-- TEXTE FOURNI --
◆ ◆ ◆ ◆ ◆ ◆ ◆

Enfant, je ne comprenais pas ce qu'il se passait. D'aussi loin que je m'en souvienne, j'ai toujours dû passer des examens. J'en avais horreur. On venait me chercher à l'école primaire, devant toute ma classe, en plein cours, pour que j'aille les passer. J'avais des problèmes aux poumons à cette époque et ma famille me disait que c'était pour ça que je devais aller voir des médecins. J'ai subi des examens génitaux, mais aussi énormément d'échographies, notamment pour voir si j'avais des traces d'utérus.

Pendant les consultations, les médecins me disaient : « On va vérifier si tout va bien », « c'est juste pour voir si tu n'es pas malade ». Bref, que des termes généraux qui ne veulent rien dire. Mais moi, ça m'angoissais, je tremblais, parfois je vomissais et j'avais des problèmes d'incontinence. Surtout, je ne comprenais pas pourquoi mon frère et ma soeur n'avaient pas à subir tout ça. Je ne savais pas pourquoi j'étais malade, pourquoi je voyais tous ces médecins et c'était particulièrement difficile à gérer pour l'enfant que j'étais.

◆ ◆ ◆ ◆ ◆ ◆ ◆

-- DONNÉES SOURCES --
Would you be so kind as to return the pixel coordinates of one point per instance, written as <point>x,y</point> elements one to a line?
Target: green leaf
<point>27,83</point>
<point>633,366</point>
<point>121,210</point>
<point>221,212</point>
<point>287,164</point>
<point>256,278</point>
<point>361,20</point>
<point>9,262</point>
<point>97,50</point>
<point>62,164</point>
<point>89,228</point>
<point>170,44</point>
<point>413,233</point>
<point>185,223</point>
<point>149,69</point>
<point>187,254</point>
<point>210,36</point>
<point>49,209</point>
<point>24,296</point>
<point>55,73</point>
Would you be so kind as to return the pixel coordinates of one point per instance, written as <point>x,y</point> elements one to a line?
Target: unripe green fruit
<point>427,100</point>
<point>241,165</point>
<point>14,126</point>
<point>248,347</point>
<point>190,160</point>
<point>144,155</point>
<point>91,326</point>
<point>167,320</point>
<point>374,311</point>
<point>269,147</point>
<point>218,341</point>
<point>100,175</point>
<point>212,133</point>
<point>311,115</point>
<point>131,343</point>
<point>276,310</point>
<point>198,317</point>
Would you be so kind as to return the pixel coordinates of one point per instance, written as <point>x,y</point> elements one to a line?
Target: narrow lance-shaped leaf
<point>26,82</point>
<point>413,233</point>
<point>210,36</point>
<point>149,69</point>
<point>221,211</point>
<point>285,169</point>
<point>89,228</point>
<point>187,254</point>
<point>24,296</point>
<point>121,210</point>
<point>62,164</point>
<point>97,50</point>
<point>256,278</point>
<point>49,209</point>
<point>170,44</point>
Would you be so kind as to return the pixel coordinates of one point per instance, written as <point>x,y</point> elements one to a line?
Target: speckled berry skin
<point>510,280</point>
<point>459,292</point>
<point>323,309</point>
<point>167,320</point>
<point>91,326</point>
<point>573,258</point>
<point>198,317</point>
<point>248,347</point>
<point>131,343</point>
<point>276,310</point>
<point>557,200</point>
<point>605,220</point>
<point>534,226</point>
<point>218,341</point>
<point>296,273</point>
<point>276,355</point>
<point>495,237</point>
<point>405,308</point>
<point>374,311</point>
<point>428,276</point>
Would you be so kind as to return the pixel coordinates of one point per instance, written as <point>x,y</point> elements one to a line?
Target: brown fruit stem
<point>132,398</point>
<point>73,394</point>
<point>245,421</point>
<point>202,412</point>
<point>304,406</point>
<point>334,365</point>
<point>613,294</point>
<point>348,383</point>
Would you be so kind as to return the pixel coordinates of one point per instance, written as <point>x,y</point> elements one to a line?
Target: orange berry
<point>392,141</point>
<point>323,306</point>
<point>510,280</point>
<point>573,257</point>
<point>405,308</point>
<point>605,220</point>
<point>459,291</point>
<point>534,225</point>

◆ ◆ ◆ ◆ ◆ ◆ ◆

-- TRAVAIL DEMANDÉ --
**A.** Relevez toutes les réactions corporelles que la personne qui raconte dit avoir eues pendant les consultations, d'après le témoignage sur les examens médicaux subis dans l'enfance.
**B.** Rédigez la suite du témoignage sur les examens médicaux subis dans l'enfance, à partir de sa dernière phrase.

-- RÉPONSES PAR CONSIGNE --
**A.**
- Des tremblements
- Des vomissements (parfois)
- Des problèmes d'incontinence

**B.**
J'avais quand même conscience que je n'étais pas comme les autres. Je me confiais beaucoup dans des carnets que j'ai retrouvés il y a peu de temps. J'écrivais par exemple : « J'espère qu'un jour je vais être normal » ou « je me demande si mon zizi va pousser normalement ».

Un traitement pour « combler le déficit hormonal »

J'ai toujours pris des hormones et je l'ai très mal vécu. Adolescent, je pensais que c'était des hormones de croissance. Les médecins me disaient qu'il s'agissait de « combler le déficit hormonal ». Mais mon traitement n'était absolument pas adapté, j'étais en perpétuel surdosage. Il y a eu des conséquences physiques assez dramatiques. Je perdais mes cheveux, mon corps gonflait, j'avais des engourdissements et des courbatures partout. Je ne dormais plus la nuit.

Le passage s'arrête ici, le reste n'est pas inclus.